Source records
::::

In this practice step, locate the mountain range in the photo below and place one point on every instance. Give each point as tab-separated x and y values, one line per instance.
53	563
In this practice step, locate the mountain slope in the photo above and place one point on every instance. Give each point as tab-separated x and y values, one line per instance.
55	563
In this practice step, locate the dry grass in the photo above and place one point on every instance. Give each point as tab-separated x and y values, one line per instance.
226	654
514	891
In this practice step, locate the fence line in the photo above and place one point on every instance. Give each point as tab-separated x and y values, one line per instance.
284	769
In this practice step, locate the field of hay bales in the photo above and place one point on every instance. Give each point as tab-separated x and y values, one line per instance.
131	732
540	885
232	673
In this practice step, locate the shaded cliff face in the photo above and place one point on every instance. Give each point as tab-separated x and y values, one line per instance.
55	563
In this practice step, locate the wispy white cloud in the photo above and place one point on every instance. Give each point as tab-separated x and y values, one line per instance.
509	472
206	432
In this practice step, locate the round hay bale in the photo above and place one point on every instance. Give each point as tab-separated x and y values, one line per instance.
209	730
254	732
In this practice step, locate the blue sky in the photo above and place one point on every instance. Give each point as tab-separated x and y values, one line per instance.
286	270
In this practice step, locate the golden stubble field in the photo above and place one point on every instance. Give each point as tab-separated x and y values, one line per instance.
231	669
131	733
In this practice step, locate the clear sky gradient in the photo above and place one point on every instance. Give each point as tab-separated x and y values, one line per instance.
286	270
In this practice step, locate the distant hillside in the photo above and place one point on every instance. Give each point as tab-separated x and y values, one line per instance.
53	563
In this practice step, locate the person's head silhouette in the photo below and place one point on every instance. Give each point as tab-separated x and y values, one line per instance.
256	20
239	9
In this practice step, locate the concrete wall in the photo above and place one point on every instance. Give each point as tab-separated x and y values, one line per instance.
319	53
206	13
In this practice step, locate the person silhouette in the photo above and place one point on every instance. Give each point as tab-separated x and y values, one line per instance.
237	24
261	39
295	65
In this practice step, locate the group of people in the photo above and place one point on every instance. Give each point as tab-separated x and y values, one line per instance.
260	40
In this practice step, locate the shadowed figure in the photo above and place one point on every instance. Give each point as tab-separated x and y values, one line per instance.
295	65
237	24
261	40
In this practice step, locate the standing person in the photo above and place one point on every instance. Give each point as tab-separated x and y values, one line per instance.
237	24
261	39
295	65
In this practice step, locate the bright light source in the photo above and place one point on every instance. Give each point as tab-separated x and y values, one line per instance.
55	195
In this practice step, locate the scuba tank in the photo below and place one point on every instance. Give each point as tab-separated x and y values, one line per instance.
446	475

::::

Change "practice step" to "practice round" everywhere it appears in the entries above, and write them all out again with nothing else altered.

In this practice round, locate the mountain range in the photo below and place one point on every instance. Give each point as tab-separated x and y values, one line per instance.
53	563
In this practice round, locate the mountain slope in the photo above and place one point on every instance. Give each point as tab-separated x and y values, one line per instance.
55	563
In this practice round, locate the dry grass in the photo above and place one point on every instance. Give each point as tab-separated x and y values, one line per instance.
226	654
514	891
In this practice round, locate the fence line in the photo above and place one point on every instance. Give each point as tab-separated x and y values, one line per instance.
284	769
In this practice round, locate the field of hay bales in the photo above and place one point on every instance. Give each point as tab-separated x and y values, one line per instance.
131	732
540	885
232	673
In this practice round, locate the shaded cliff face in the photo above and place one point on every instance. Give each point as tab-separated x and y values, one line per instance.
55	563
In this practice round, locate the wispy white cloud in the photo above and place one point on every instance. Give each point as tab-separated x and y values, one line per instance.
509	472
206	432
In this practice round, locate the round hay bale in the photo above and place one point on every instance. Give each point as tab-separated x and y values, one line per instance.
209	730
254	732
In this practice round, locate the blue sky in the photo above and place one point on every instance. Give each point as tab-separated x and y values, one line per instance.
286	270
In this practice round, locate the golden stubble field in the photo above and place one point on every instance. Give each point as tab-separated x and y values, one line per instance.
231	669
131	733
In this practice round, locate the clear sky gradient in the photo above and place one point on every instance. Give each point as tab-separated x and y values, one line per instance.
286	270
In this practice round, locate the distant hillside in the photo above and place one point on every instance. Give each point as tab-separated x and y values, one line per instance.
53	563
In this practice round, locate the person's head silhouette in the photo below and place one point on every instance. Give each point as tab-separated x and y values, one line per instance.
256	20
239	9
In this practice round, locate the concrete wall in the photo above and place one point on every instance. Give each point as tab-separated x and y values, one line per instance.
319	53
206	13
In this practice round, locate the person silhouette in the photo above and place one point on every instance. Give each point as tab-separated x and y values, one line per instance.
237	24
261	39
295	65
In this practice round, locate the group of people in the photo above and place one point on every instance. Give each point as tab-separated x and y values, one line per instance.
260	40
In this practice round, locate the shadowed figure in the photo above and place one point on every instance. Give each point as tab-separated x and y values, one line per instance.
295	65
237	24
261	40
In this practice round, locate the standing person in the photo above and place one point on every instance. Give each point as tab-separated x and y values, one line per instance.
237	24
261	39
295	65
In this practice round, locate the bright light source in the photo above and place one point on every instance. Give each point as tab-separated x and y values, one line per instance.
55	195
In this practice round, locate the scuba tank in the photo below and place one point on every instance. Give each point as tab-separated x and y values, one line per instance.
446	475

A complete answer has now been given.